> _Given problem 1_: Return each line in the rows below that contains the word "finial". Case counts.

─── Excerpt provided ───

• Register
Post feature Report RSS Developing Development Guidelines w/ Fear of Corn

Independent developer Fear of Corn walks through their process in crafting guidelines to aid in the development of their first game, Interference.

Posted by on

There are a ton of cheesy quotes about “failure” out there, about learning from failure, about taking failure in stride. But failure, no matter how flowery the sentiment surrounding it, straight up sucks. However, failures led us to the development of Interference. It was important that this time we get things right though, that we spare us a future of having to hang up the towel and call it quits for good.

So, before the cacti, radios, and mysterious happenings of Interference could be summoned into existence, we needed some help. Specifically, some guidelines. Some…

Things to Keep in Mind

These are the four pillars upon which Interference was conceived and the foundation for all of the decisions we make for our game. Let's break down each of these guidelines, talking about where they came from as well as specific moments of development in which these guidelines informed our choices.

Don't Reinvent the Wheel

by Brad Leyden

I think there’s an inherent desire when beginning work on a creative project to do something different, to bring something totally new to the table. After all, that is the value of creative work – to create something, rather than just repurpose other things that already exist. But this desire can be somewhat antithetical to a fundamental truth of creative work: imitation can be the most effective way to learn something new.

And we are still relatively new to game development.

When we started trying to develop our first game, Harvest, beyond the basic premise (sci-fi survival horror set on a farm), we wanted to do things differently. We didn’t want our game to feel like other survival horror games. We ditched any semblance of linear level design and typical puzzle-solving, opting instead to drop players in a small, but extremely open ended space, where they could explore however they wanted. An item needed to open a door in the farmhouse might be hidden in the barn, and we wouldn’t push players to it, leaving them to discover things at their own pace.

Needless to say, designing a game like this is hard. And for first-time game designers, it was simply not realistic. We started building out the environment without a real plan in place for how to execute on our ambitious gameplay ideas. Would it even be fun for players to have to backtrack throughout several locations on the map with no guidance or sense of linear progression? We had no idea, because we’d never played a game quite like that. Our ambition to do something totally new was a major reason we never got close to finishing the game.

───

> _Given problem 2_: Pick up the post on Fear of Corn's development guidelines after its last sentence and keep writing it.

─── Data listing ───

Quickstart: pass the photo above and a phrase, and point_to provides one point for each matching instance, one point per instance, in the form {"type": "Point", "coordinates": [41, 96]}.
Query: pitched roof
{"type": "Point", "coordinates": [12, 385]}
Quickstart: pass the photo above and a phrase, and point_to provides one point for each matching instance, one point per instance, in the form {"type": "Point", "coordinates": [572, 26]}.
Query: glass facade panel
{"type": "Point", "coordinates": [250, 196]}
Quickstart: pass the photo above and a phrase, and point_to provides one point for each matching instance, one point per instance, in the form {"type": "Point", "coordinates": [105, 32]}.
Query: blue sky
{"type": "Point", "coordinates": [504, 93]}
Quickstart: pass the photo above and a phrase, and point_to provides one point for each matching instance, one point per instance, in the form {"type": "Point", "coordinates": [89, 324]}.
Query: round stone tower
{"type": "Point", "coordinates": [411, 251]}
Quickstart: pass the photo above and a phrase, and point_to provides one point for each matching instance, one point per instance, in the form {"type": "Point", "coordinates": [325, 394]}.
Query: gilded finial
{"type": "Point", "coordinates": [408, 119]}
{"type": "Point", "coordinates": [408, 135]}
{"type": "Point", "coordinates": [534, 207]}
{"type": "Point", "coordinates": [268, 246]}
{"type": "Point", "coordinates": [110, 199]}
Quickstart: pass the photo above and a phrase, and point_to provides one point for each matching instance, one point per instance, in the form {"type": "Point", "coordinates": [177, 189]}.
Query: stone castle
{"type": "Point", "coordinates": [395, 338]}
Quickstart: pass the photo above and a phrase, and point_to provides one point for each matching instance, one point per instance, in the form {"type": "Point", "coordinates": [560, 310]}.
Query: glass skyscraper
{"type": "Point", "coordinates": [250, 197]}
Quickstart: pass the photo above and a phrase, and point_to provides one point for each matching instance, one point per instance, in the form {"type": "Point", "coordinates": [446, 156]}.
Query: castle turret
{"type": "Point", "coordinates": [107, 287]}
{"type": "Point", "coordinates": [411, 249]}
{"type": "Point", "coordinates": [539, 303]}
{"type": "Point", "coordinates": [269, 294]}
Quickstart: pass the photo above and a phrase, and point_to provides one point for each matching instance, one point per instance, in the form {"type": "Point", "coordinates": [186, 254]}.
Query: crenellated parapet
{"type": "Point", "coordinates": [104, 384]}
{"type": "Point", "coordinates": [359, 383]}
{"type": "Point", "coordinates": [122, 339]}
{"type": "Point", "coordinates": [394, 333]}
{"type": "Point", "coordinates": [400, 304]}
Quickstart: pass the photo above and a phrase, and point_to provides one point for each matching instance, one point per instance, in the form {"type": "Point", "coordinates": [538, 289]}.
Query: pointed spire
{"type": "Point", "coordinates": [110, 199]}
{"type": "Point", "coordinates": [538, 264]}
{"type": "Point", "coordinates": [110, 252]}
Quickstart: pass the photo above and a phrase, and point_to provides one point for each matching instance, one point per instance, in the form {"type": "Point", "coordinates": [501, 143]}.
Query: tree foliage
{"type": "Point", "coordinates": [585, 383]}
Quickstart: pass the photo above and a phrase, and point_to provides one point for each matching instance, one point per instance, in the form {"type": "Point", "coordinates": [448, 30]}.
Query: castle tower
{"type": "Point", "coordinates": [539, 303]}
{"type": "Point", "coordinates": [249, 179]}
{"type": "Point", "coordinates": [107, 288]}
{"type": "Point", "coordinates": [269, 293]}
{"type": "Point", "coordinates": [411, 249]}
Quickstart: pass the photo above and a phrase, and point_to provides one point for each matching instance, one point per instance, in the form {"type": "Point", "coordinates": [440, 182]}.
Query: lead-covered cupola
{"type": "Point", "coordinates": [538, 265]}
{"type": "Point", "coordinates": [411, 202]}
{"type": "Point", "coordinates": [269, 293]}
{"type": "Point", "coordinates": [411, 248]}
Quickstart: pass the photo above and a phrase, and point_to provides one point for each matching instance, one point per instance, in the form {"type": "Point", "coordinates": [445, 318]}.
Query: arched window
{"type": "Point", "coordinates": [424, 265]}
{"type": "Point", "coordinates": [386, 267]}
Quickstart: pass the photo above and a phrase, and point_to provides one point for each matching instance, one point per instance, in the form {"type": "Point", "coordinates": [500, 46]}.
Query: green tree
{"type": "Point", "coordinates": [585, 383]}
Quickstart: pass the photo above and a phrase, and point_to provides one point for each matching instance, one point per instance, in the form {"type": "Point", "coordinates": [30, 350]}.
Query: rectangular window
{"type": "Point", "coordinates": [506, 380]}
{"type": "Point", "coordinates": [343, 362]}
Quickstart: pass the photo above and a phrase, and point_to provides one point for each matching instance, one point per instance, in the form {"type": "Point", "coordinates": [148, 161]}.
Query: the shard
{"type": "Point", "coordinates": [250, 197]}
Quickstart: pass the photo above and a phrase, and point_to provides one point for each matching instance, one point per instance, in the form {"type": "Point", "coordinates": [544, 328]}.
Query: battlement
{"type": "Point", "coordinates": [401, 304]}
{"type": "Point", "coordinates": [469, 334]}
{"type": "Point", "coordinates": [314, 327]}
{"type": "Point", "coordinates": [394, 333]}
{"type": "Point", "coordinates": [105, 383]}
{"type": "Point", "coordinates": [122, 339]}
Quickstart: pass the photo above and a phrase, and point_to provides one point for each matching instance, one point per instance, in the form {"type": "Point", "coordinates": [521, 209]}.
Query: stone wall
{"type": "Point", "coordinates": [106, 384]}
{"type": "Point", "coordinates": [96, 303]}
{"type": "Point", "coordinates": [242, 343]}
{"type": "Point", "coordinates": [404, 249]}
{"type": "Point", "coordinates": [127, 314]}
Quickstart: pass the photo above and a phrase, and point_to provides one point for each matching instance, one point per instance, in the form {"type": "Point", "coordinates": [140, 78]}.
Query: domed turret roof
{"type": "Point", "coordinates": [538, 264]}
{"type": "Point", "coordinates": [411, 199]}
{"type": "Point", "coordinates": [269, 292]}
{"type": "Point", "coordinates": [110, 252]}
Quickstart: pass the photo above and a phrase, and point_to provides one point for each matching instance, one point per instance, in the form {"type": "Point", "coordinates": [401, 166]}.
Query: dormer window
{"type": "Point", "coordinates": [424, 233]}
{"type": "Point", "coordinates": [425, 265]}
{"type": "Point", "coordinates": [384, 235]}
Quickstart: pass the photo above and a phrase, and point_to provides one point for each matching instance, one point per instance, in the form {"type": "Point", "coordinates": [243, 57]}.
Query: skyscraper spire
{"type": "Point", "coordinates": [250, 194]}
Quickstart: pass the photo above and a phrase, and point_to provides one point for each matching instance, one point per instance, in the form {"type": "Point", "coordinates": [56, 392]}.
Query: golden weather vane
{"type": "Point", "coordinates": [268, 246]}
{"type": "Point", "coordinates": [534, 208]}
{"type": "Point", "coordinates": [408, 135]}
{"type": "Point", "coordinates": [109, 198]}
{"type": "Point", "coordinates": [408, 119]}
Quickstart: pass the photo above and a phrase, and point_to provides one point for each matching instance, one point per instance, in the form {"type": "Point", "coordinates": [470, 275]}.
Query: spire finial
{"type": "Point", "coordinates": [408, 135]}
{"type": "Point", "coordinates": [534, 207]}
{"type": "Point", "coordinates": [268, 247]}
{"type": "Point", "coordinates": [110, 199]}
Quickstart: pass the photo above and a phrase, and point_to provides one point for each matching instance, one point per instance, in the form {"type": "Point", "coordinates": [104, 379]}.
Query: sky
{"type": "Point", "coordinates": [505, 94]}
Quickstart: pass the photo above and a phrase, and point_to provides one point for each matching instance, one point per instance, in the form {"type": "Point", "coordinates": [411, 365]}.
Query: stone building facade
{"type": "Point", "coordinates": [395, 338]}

───

> _Task result 1_:
Query: gilded finial
Query: spire finial

> _Task result 2_:
And it was for that reason that we decided on our first development guideline for Interference: Don’t Reinvent the Wheel.

We acknowledged our previous missteps and made an effort to embrace that we are new game developers. We need to learn why certain video game tropes exist, and learn how to execute them before we can subvert them. We had to learn the rules before we could effectively break them.

So with Interference, we decided to stay a little more traditional, with a scripted experience that plays out in an even smaller physical space. We didn’t shy away from using a familiar branching dialogue system that works in so many other games. By leaning on familiar building-blocks, we had a better sense of how the game would feel to play going in, which gave us direction and motivation to stick with it.

All of this is not to say that Interference is just like other games. In fact, we feel that it’s even harder to neatly categorize than Harvest was. We are still able to experiment with narrative and player freedom in ways we feel make our game unique. But this experimentation is grounded in elements we’ve seen work in games before, and has been the difference between staying motivated and flailing in our own over-ambition.

Leave Perfectionism Out of It

by Jared Bohlken

If over-ambition is a threat to the completion of a creative project, then perfectionism is the weapon used to make the final kill. I’ve gone my whole life as a perfectionist in varying degrees, and while I enjoy meddling in the meticulous details, I’ve found that this trait has done more harm than good. This duality is especially true when embarking on a project with as many components as a video game.

Details are everywhere in game development, and getting bogged down in making sure each and every 3D model, texture, sound effect, line of dialogue, post-process effect, gameplay system, etc. is “perfect” is a fool’s errand. As a lifelong perfectionist, this lesson was the hardest to learn when Harvest collapsed. And while we don’t like to assign any of our four pillars any importance over the others, I personally believe that our second guideline, Leave Perfectionism Out of It, might just be the saving grace of Fear of Corn.

I so desperately wanted things to be “right” for Harvest. After all, it was our first game, and I wanted to make a bold first impression as a game developer. I remember asking Brad, much to his annoyance I’m sure, so many questions about whether we were UV-mapping models correctly, whether the scale of an object was realistic, whether a certain color matched… My focus was entirely centered on the wrong things, and instead of spending weeks on tinkering with our character’s head-bob, I could have been working on the systems we needed to make our game actually work. By the time we released a teaser trailer for Harvest, we were both so exhausted that development never resumed.

For Interference to be successful, we had to toss aside the notion of “perfect” – in fact, there is no such a thing. It’s an unrealistic standard to hold anything to because it’s not even measurable. It’s totally subjective, and thus, undefined. Instead, we needed to formulate some other way to determine whether or not something could be deemed as “complete,” a question we could ask ourselves given any situation and be able to walk away satisfied: does this meet our goal?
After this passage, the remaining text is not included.